• YOUR GOAL:
Using the entries below, return word for word the lines from the one containing "the black side" up to and including the last.
— Begin DATA —
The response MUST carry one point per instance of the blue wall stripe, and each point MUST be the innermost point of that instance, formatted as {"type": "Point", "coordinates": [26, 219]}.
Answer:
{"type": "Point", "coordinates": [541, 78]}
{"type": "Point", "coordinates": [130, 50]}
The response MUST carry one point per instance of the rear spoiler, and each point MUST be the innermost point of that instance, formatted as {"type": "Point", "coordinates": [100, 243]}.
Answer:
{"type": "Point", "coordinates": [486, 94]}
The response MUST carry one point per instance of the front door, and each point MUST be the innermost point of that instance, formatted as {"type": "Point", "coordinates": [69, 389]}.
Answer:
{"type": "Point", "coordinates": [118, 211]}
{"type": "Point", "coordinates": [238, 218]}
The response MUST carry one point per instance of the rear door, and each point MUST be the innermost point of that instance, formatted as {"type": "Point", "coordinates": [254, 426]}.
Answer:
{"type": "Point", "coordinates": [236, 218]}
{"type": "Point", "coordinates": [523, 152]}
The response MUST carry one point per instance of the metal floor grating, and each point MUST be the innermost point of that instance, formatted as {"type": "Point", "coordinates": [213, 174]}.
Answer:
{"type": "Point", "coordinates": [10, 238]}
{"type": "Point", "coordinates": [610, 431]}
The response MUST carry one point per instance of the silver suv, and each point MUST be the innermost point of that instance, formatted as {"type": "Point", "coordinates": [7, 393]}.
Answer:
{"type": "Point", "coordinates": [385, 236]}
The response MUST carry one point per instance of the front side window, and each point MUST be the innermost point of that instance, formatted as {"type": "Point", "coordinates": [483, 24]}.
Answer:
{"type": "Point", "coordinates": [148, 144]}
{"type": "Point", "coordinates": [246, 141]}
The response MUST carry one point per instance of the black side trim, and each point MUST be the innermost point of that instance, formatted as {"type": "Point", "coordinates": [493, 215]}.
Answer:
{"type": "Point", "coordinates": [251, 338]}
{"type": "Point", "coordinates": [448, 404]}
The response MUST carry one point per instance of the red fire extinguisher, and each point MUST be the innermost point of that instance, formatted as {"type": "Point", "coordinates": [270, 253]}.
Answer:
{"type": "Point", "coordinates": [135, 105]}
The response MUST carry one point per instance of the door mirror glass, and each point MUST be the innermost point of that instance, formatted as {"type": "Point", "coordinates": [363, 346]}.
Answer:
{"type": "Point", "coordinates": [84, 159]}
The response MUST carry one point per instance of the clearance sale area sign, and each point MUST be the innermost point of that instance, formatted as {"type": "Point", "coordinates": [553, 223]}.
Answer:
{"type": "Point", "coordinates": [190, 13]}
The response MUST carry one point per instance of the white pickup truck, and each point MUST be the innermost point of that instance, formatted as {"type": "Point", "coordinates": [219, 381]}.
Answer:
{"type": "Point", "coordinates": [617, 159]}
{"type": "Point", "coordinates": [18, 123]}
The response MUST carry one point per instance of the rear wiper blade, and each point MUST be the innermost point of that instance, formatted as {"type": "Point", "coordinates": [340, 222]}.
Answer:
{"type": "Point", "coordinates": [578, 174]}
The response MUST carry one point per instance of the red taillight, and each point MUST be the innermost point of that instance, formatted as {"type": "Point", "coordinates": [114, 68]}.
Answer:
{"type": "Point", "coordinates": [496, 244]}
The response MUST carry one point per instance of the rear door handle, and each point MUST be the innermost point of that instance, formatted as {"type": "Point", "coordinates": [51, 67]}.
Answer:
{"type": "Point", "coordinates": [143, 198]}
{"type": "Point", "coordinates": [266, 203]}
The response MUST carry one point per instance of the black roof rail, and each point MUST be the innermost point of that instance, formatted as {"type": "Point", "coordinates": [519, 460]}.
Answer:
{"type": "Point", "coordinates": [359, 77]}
— End DATA —
• EXPECTED ANSWER:
The response MUST carry one point per instance of the black side trim, and each point MUST be the innermost point of that instance, formatted as {"type": "Point", "coordinates": [493, 215]}.
Answer:
{"type": "Point", "coordinates": [251, 338]}
{"type": "Point", "coordinates": [448, 404]}
The response MUST carry one point per instance of the red fire extinguisher, and each point MUST be the innermost point of that instance, formatted as {"type": "Point", "coordinates": [270, 253]}.
Answer:
{"type": "Point", "coordinates": [135, 105]}
The response MUST carry one point per instance of the door mirror glass, and each point MUST be the innermost point of that instance, formatted as {"type": "Point", "coordinates": [363, 346]}.
Answer:
{"type": "Point", "coordinates": [84, 159]}
The response MUST carry one point per instance of the clearance sale area sign, and each point MUST be the innermost point of that instance, formatted as {"type": "Point", "coordinates": [553, 223]}.
Answer:
{"type": "Point", "coordinates": [190, 13]}
The response MUST carry one point per instance of the white pickup truck, and each point MUST be the innermost point of that instance, formatted as {"type": "Point", "coordinates": [219, 381]}.
Answer:
{"type": "Point", "coordinates": [617, 159]}
{"type": "Point", "coordinates": [18, 123]}
The response MUST carry one point per instance of the rear wiper blade, and each point MUST be the innermost point of that instance, formatted as {"type": "Point", "coordinates": [340, 222]}.
Answer:
{"type": "Point", "coordinates": [578, 174]}
The response MUST carry one point per instance of the red taillight, and each point MUST be the innermost point of that instance, formatted as {"type": "Point", "coordinates": [114, 68]}.
Answer:
{"type": "Point", "coordinates": [496, 244]}
The response MUST carry one point per instance of the rear door handle, and each point MUST be the innermost point of that instance, formatted as {"type": "Point", "coordinates": [51, 67]}.
Answer:
{"type": "Point", "coordinates": [143, 198]}
{"type": "Point", "coordinates": [266, 203]}
The response MUST carry one point per instance of the black roof rail, and each point MUST be the innermost point of that instance, formatted as {"type": "Point", "coordinates": [519, 460]}.
Answer:
{"type": "Point", "coordinates": [359, 77]}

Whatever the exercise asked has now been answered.